> **Document section**
----

But it's Boswell I go back to.

This New Year's Eve, the husband has a head-cold. I gave it him, no doubt, and have kept some symptoms for myself, by way of keeping him company. We don't go out to parties anyway, but this year we saw the New Year in watching the celebrations in New York. One of the great advantages of living on the West Coast of the United States, we've discovered, is that we may have a kiss at midnight, by EST, watch the fireworks go off nearly everywhere but here, and then be about our business for the night. In the case of dear A., just tonight, this meant taking his dose of cough-syrup like a good man by nine-thirty and then settling into his pillows without a murmur, and for me, yet another night curled in the guest-room with my books. I'd vowed, most solemnly, to read the night and the year away in quiet contentment; reading something new, and edifying, for the New Year. But what I read in this way did not satisfy. I did not need new ideas, or gentle music. What I wanted was a bit of excitement it seemed, though even the murders I had waiting for me seemed surprisingly dull. I tried book after book, each, it seemed, further and further from my original intention. I could not settle, even with so many good options already at my elbow, until I was up and standing on a foot-stool to fetch my Boswell down from the top of the case. I was not really happy then until I'd stepped into a conversation and heard the familiar roar:

"JOHNSON (much agitated) : 'What! a vow? -- O no, sir, a vow is a horrible thing, it is a snare for sin. The man who cannot go to heaven without a vow, may go --'"

----

> **Data for review**
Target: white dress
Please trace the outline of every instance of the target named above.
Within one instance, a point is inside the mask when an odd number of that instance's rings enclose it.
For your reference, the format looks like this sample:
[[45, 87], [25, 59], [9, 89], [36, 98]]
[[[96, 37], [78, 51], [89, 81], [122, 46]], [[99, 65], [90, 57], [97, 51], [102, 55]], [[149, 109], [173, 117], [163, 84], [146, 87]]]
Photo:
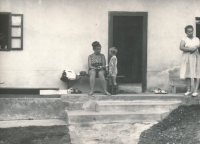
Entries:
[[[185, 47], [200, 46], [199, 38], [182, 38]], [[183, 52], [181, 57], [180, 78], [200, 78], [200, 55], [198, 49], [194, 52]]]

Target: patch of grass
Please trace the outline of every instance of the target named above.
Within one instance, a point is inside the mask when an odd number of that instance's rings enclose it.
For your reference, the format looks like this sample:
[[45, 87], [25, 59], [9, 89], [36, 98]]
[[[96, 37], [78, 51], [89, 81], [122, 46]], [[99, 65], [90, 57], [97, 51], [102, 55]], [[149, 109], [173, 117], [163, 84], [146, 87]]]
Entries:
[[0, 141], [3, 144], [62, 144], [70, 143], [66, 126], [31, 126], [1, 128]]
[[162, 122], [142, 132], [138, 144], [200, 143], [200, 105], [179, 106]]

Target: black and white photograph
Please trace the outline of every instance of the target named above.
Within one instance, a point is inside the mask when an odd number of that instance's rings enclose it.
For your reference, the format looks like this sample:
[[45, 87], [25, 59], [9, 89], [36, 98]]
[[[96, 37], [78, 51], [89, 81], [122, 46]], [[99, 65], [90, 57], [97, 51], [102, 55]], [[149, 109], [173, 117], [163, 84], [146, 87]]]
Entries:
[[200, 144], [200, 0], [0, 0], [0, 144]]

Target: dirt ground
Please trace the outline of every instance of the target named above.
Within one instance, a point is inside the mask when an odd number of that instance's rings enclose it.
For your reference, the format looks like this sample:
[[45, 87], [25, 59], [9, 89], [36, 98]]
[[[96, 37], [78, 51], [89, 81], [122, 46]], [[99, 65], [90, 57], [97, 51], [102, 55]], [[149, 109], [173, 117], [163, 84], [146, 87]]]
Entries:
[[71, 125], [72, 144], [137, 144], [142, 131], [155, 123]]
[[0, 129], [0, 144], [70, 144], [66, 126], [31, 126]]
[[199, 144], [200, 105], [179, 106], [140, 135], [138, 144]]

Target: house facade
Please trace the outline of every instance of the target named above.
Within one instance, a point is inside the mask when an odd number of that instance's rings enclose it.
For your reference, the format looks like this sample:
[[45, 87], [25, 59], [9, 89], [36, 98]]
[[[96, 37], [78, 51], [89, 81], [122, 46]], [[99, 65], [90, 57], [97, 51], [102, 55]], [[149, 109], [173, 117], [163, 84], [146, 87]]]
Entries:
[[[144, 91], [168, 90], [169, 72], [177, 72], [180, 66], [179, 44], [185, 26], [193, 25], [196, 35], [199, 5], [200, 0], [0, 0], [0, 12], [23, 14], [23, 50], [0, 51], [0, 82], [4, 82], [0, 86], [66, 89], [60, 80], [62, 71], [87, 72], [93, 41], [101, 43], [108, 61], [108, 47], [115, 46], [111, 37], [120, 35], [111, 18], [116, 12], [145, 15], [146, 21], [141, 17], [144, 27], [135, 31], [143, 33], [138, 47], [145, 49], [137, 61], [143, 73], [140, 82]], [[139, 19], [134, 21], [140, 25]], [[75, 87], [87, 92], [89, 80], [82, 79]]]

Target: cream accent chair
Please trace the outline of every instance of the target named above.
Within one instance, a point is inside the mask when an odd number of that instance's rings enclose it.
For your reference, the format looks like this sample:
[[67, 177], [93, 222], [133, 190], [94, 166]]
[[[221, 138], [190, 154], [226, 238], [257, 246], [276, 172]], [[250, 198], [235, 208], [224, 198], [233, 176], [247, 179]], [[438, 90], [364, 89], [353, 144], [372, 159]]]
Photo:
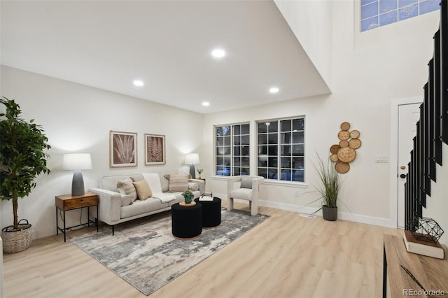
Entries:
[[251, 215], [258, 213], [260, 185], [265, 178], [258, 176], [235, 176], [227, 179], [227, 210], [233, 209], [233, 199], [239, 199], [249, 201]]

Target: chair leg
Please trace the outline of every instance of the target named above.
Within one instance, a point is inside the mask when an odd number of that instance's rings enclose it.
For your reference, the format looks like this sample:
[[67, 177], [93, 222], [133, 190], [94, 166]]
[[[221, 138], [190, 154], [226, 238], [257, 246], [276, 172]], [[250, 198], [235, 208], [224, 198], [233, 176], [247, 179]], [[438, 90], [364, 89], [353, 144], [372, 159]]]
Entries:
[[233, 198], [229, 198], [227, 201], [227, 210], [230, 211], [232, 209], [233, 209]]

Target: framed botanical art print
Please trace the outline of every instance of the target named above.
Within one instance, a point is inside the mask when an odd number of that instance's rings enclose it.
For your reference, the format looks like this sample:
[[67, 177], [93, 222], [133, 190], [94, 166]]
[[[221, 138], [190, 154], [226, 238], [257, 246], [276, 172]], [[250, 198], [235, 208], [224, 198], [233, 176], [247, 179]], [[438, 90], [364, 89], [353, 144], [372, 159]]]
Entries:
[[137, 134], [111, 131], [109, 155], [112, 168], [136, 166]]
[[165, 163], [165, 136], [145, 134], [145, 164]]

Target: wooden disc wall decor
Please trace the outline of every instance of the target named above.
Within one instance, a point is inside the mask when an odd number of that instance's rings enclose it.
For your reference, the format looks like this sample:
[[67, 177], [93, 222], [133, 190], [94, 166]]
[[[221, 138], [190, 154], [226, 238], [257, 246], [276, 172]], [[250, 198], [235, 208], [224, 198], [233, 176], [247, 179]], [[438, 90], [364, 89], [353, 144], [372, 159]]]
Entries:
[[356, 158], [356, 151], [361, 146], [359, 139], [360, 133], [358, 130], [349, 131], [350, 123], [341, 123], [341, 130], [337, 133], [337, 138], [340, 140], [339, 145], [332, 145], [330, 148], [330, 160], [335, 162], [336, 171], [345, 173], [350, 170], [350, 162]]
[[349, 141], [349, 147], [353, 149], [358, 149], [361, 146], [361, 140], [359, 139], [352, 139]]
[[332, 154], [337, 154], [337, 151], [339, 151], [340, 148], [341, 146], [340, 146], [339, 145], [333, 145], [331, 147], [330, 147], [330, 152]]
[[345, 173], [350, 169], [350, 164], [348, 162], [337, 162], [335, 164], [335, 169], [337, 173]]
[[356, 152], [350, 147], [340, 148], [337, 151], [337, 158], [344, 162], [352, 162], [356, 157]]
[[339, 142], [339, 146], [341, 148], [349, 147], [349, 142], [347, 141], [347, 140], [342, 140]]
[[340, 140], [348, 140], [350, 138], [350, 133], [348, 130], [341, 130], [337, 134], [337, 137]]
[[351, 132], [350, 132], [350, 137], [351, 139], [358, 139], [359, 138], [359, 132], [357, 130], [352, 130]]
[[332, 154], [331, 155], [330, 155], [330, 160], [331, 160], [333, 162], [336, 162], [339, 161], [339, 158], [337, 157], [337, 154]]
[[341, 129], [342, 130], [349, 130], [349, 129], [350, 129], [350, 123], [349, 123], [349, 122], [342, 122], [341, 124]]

----

> **What the exercise asks**
Carry on the essay about rereading Boswell on New Year's Eve, starting right after the quoted Johnson line that closes it.

> **Exercise response**
And Boswell aside right after, "Here standing erect, in the middle of his library, and rolling grand, his pause was a truly curious compound of the solemn with the ludicrous; he half whistled in his usual way, when pleasant, and he paused as if checked by religious awe. Methought he would have added -- to Hell -- but was restrained. I humoured the dilemma."

That was what was wanted; "nothing novel, nothing strange," but good old friends, conversation, and company, after all. And so, another year begun in the same old way, and all the better for that.

These old friends of mine, all six ugly little books of them, will simply have to last me another year.